Data shown:
---*---
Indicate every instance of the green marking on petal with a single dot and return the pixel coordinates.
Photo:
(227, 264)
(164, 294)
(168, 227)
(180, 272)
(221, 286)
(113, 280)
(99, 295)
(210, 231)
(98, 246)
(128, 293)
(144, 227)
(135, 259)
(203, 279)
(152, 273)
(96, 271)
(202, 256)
---*---
Please rewrite the listing above, replacing "single dot" with "single point" and leaving everything else unchanged.

Task solution:
Indicate every instance of the green marking on petal with a single point and return the pixel coordinates.
Photo:
(227, 264)
(164, 294)
(168, 227)
(180, 272)
(221, 286)
(113, 280)
(99, 295)
(210, 231)
(98, 246)
(128, 293)
(144, 227)
(135, 259)
(203, 279)
(152, 273)
(96, 271)
(202, 256)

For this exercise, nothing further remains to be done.